Provided text —
Can drones move beyond a niche option?
29 September 2017
Drone delivery is beginning to find a place in logistics, says Alex Le Roy from research firm Transport Intelligence.
On September 20, US drone manufacturer Matternet unveiled an automated take-off and landing station for its drone systems, with each unit able to operate as a node within a delivery network.
The Matternet Station facilitates the fully-automated exchange of batteries and packages, enabling autonomous point to point delivery of goods with minimal human intervention. The company announced that its first commercially operational network would serve hospitals throughout Switzerland, transporting blood and pathology samples between hospital facilities on-demand.
What makes each of these business models viable is infrastructure, or more specifically, its absence. The mountainous terrain of Switzerland constitutes one of the few areas in Western Europe where the delivery of medical samples cannot be executed rapidly through conventional channels, whilst the underdeveloped road network in Rwanda is more representative of its region.
Other trials of drone delivery systems by European and American companies have also largely focussed on healthcare and pharmaceuticals, with DHL delivering medications from the German mainland to the North Sea island of Juist in 2014.
Whilst conditions in Europe and Africa appear amenable to the use of drone delivery systems in support of medical operations, the application of drone technology in China has trended in a different direction.

(Stored items)
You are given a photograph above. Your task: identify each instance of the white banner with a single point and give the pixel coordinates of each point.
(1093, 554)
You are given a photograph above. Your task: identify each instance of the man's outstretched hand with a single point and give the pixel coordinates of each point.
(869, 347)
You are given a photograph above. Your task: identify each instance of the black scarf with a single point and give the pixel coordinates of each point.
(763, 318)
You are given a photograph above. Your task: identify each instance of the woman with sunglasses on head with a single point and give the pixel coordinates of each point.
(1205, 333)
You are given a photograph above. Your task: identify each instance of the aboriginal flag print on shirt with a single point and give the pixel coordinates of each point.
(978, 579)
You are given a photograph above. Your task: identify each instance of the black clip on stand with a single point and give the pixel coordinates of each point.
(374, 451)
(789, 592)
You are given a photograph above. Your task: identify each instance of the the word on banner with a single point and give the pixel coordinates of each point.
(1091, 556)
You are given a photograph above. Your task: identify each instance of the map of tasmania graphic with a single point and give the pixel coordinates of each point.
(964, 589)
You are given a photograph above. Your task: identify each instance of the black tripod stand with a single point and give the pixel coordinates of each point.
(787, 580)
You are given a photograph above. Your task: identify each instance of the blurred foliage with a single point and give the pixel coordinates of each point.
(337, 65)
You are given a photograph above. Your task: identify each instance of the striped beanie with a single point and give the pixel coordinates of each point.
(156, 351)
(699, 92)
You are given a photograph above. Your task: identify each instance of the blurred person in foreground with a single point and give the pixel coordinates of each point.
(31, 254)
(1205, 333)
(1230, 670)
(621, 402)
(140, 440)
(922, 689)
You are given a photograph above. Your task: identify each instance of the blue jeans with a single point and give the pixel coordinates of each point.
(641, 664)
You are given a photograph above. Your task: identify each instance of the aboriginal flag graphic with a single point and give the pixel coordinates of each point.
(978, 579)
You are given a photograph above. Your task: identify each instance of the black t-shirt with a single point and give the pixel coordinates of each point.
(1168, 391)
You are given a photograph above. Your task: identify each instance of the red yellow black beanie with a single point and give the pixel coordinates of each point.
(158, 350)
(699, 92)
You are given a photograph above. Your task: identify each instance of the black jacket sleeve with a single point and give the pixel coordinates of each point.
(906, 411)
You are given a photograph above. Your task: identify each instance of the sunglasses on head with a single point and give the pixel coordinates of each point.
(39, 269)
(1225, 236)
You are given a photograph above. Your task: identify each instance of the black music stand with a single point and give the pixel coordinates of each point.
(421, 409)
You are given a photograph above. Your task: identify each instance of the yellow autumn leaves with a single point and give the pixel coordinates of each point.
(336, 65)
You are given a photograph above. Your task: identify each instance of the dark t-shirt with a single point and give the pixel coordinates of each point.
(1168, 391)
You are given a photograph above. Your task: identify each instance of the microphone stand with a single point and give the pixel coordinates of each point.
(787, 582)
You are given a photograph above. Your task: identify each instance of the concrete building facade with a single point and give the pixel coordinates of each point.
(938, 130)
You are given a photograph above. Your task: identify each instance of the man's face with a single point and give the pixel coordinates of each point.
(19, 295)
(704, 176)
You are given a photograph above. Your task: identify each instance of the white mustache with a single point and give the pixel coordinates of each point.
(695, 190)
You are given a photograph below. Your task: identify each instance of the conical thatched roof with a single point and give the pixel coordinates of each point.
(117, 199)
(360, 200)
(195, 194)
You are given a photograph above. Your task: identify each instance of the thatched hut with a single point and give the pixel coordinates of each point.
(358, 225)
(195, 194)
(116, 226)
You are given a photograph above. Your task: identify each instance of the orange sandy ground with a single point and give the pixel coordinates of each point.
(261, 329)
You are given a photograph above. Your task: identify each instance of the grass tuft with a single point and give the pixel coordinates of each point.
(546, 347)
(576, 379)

The task — From the drone delivery article above, print the passage that starts with the words containing "The Matternet Station" and finishes with "of its region.".

Answer area —
The Matternet Station facilitates the fully-automated exchange of batteries and packages, enabling autonomous point to point delivery of goods with minimal human intervention. The company announced that its first commercially operational network would serve hospitals throughout Switzerland, transporting blood and pathology samples between hospital facilities on-demand.
What makes each of these business models viable is infrastructure, or more specifically, its absence. The mountainous terrain of Switzerland constitutes one of the few areas in Western Europe where the delivery of medical samples cannot be executed rapidly through conventional channels, whilst the underdeveloped road network in Rwanda is more representative of its region.